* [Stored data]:
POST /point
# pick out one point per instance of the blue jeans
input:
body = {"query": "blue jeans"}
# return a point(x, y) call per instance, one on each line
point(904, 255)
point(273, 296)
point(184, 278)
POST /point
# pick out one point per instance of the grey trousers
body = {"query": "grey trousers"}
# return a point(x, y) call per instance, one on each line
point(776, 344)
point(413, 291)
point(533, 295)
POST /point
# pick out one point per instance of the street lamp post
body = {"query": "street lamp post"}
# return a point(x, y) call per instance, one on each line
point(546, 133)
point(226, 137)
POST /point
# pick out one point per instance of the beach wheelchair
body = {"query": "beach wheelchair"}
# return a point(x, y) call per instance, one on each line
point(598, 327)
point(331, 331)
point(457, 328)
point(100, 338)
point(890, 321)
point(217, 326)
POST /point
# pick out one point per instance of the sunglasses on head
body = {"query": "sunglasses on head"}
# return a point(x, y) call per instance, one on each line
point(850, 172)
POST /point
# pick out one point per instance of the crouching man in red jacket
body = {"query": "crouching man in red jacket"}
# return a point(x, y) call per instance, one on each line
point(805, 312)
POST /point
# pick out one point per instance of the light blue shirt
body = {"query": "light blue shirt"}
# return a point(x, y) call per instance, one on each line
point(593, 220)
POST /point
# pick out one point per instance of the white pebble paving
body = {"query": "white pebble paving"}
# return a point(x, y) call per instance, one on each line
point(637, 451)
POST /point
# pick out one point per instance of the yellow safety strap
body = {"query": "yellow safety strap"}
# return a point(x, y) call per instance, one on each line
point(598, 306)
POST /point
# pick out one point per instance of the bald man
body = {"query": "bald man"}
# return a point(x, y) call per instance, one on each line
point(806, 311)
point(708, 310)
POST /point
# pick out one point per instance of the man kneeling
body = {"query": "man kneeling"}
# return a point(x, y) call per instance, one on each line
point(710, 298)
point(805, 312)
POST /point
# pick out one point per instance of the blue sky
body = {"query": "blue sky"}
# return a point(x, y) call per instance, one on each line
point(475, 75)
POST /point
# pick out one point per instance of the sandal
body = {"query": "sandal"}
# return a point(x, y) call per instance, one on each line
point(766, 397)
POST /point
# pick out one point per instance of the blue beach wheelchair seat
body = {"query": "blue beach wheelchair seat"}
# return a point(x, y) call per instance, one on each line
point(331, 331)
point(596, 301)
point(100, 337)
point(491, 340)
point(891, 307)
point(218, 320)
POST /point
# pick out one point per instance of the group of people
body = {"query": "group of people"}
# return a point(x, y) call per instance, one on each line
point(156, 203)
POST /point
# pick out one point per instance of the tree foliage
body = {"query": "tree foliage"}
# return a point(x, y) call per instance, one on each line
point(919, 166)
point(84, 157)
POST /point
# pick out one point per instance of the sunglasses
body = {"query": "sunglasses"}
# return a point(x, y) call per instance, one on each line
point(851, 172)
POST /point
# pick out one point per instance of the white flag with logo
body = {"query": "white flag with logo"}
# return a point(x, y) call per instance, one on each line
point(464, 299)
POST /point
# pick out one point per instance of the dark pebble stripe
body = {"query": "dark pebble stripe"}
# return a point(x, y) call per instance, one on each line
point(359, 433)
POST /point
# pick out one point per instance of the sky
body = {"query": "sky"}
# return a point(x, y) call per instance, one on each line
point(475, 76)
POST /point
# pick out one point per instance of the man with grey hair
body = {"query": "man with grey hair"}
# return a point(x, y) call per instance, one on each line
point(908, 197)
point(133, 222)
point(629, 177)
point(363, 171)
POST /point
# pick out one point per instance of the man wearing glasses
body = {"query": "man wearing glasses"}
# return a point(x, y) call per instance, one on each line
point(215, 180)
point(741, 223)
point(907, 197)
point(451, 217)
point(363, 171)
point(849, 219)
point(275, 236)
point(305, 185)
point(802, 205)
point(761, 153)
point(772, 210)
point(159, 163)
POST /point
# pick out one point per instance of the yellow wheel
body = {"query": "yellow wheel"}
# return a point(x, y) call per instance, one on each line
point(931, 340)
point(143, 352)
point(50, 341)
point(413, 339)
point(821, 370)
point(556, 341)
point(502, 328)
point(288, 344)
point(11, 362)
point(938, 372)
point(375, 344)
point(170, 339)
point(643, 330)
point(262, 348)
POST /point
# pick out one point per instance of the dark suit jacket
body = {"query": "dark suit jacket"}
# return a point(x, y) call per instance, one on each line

* [TASK BRIEF]: Up to and including the line that holds "# pick out one point per instance of the white pebble", reproduce the records above exactly from their first line, and give nothing else.

* [RESULT FOR THIS EXERCISE]:
POST /point
# pick out one point per instance of the blue jeans
input:
body = {"query": "blue jeans"}
# return a point(x, y) call per instance, one on each line
point(904, 255)
point(273, 296)
point(184, 278)
POST /point
# pick out one point per instance of the grey trousers
body = {"query": "grey trousers"}
# return a point(x, y) call per instance, one on each line
point(776, 344)
point(413, 291)
point(533, 295)
POST /point
# pick out one point per instance of the street lamp post
body = {"query": "street lamp post"}
# return a point(x, y) call per instance, one on each line
point(546, 133)
point(226, 137)
POST /point
# pick out one point per instance of the beach wheelchair
body = {"query": "beach wheelchair"}
# return a point(x, y) call per instance, one on each line
point(598, 327)
point(331, 331)
point(457, 328)
point(100, 338)
point(890, 321)
point(217, 326)
POST /point
# pick out one point per instance of the sunglasses on head
body = {"query": "sunglasses on head"}
# return a point(x, y) call per instance, one on each line
point(850, 172)
POST /point
# pick out one point per instance of the crouching man in red jacket
body = {"query": "crouching man in red jacket"}
# return a point(x, y) call per instance, one on each line
point(805, 312)
POST /point
# pick out one point per instance of the light blue shirt
body = {"query": "light blue shirt"}
# return a point(x, y) call per instance, one on each line
point(593, 220)
POST /point
# pick out one point per instance of the white pebble paving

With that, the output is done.